## Begin DATA

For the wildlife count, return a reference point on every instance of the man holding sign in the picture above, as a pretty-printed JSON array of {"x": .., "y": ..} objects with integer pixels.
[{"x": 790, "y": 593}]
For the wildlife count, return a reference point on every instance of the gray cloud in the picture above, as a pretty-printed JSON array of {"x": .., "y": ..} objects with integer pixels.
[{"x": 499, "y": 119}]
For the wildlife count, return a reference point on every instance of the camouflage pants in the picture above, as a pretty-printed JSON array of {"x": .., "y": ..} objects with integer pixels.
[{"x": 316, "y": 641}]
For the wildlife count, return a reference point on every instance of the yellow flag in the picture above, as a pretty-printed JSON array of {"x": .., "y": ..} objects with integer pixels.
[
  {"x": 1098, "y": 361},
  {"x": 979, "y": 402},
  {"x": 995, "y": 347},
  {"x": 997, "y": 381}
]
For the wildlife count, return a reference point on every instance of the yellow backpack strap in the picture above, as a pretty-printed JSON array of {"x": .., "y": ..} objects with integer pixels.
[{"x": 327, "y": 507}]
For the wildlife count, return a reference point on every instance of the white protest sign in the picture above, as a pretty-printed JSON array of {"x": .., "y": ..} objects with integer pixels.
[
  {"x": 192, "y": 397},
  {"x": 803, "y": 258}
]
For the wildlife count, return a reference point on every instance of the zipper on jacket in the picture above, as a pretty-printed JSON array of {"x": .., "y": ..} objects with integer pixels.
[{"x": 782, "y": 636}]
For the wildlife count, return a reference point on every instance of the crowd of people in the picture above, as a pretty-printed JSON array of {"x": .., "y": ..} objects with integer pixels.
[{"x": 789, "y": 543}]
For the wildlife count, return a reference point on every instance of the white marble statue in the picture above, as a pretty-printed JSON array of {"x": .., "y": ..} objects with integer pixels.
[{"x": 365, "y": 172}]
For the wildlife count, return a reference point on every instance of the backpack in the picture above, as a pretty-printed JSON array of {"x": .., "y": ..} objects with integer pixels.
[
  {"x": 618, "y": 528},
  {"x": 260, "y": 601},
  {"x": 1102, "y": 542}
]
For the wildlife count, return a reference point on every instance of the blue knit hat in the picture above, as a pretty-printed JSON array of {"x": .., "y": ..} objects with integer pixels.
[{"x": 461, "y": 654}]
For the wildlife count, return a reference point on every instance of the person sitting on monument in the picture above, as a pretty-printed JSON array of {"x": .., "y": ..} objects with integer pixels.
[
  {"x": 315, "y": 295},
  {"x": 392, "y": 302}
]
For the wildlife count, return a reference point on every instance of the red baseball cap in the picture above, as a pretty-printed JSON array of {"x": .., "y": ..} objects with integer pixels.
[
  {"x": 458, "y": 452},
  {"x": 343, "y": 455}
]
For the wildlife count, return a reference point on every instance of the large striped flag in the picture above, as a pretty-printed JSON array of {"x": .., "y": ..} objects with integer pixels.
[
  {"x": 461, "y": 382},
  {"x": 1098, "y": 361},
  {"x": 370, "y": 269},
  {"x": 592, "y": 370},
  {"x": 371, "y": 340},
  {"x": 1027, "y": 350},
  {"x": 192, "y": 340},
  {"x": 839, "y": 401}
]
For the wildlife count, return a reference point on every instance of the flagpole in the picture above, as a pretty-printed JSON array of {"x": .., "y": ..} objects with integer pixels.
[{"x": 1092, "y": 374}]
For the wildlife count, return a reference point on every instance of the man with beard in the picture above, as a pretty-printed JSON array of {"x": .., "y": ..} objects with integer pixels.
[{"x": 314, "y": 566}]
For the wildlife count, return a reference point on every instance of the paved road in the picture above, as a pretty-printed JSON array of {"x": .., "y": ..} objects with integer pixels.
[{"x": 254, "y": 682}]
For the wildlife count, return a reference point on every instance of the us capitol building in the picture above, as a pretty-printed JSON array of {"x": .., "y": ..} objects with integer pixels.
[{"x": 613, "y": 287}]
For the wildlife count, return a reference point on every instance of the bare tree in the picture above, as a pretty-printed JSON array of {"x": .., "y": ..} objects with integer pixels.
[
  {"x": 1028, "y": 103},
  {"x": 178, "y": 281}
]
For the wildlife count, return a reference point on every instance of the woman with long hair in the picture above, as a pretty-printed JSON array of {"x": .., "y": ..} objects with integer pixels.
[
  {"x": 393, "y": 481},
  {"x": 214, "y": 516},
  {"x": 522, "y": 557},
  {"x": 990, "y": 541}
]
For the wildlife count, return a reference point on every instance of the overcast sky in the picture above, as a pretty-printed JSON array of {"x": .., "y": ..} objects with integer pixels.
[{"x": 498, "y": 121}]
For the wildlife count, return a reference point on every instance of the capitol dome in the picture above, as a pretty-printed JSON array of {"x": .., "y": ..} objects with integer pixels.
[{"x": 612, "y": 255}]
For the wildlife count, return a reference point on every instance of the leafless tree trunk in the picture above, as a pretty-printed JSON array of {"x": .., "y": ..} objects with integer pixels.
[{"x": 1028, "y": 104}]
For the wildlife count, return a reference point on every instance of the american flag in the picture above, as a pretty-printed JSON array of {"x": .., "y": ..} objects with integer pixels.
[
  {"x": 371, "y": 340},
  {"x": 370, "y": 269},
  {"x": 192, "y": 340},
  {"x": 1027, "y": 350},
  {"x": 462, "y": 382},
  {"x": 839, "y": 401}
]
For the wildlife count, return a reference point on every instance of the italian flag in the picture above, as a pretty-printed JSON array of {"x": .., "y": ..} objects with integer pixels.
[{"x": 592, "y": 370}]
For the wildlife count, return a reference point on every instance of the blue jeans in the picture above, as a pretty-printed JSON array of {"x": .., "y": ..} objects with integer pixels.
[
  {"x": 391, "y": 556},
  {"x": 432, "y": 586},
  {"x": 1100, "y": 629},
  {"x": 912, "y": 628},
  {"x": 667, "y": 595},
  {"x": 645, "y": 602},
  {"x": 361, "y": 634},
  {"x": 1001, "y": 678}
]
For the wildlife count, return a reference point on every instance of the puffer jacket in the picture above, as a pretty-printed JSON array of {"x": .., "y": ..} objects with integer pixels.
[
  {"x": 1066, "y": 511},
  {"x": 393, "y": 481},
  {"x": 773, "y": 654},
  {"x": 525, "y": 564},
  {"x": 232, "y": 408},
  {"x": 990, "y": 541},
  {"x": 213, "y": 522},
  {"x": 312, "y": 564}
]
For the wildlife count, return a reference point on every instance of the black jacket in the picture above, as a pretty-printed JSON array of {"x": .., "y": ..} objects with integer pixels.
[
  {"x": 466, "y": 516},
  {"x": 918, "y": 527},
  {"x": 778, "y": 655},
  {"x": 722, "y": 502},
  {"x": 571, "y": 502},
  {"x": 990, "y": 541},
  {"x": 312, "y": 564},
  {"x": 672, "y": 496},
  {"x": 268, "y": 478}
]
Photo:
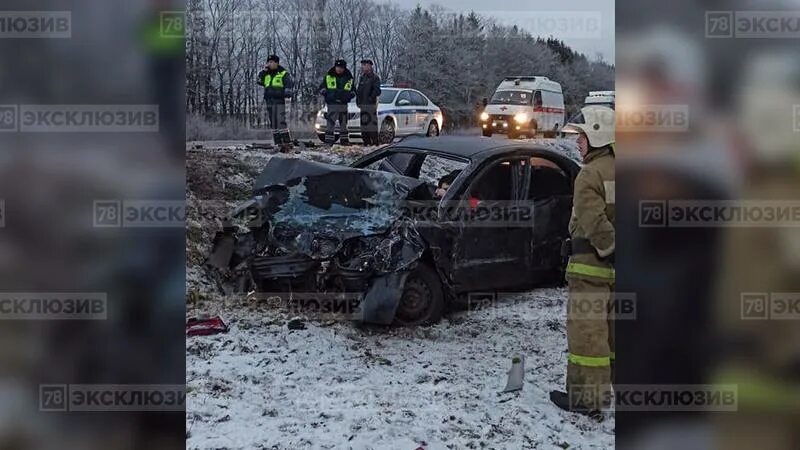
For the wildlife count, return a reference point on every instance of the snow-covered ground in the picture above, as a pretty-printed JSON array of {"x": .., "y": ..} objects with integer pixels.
[{"x": 335, "y": 385}]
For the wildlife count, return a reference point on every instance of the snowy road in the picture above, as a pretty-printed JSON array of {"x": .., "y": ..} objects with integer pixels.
[{"x": 333, "y": 385}]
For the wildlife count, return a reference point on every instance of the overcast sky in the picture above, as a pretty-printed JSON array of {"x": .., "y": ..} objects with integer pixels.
[{"x": 590, "y": 28}]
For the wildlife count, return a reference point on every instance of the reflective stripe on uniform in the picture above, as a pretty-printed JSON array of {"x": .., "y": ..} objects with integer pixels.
[
  {"x": 276, "y": 81},
  {"x": 610, "y": 187},
  {"x": 589, "y": 270},
  {"x": 589, "y": 361}
]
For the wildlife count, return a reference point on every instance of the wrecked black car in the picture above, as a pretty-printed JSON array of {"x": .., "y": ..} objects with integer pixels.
[{"x": 409, "y": 228}]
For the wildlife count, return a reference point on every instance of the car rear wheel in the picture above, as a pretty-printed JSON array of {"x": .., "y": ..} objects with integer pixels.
[
  {"x": 422, "y": 301},
  {"x": 387, "y": 132},
  {"x": 433, "y": 129}
]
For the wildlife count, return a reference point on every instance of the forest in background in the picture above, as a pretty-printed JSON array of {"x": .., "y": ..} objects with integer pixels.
[{"x": 456, "y": 59}]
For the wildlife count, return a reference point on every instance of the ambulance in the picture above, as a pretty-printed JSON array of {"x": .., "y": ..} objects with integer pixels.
[{"x": 524, "y": 106}]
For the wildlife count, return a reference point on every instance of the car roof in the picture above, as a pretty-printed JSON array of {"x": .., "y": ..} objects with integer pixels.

## End DATA

**WORK TO COMPLETE**
Return exactly, and only, the line containing "of the wrecked" and every line after it through the end of the material.

**FINISHED EXERCISE**
For the wildlife count, return a reference point on every instance of the wrecked black car in the picture above, as a pretty-printed JSON array of {"x": .., "y": ..} objects with integer pixels.
[{"x": 409, "y": 228}]
For the wildlife count, return a reference point on every instance of the car rear wheel in the picture above, as a pretty-printed JSON array of {"x": .., "y": ..} objects with integer pixels.
[
  {"x": 422, "y": 301},
  {"x": 387, "y": 132},
  {"x": 433, "y": 129}
]
For the wildlife count, return a reference point on every instance of the forest in background in the picture above, as a pretty-printed JSON array of {"x": .., "y": ..} objects with integer pixels.
[{"x": 456, "y": 59}]
For the wildlife count, return a reference point on every instance of the ambulance in the picture above, as a pretty-printed JSON array of {"x": .., "y": ..} objects with integer pixels.
[{"x": 524, "y": 106}]
For the wildlife count, return a reference point on every instance of the car roof in the picture above, as a pretty-printed JSON array of {"x": .., "y": ..} objects with integer pixels.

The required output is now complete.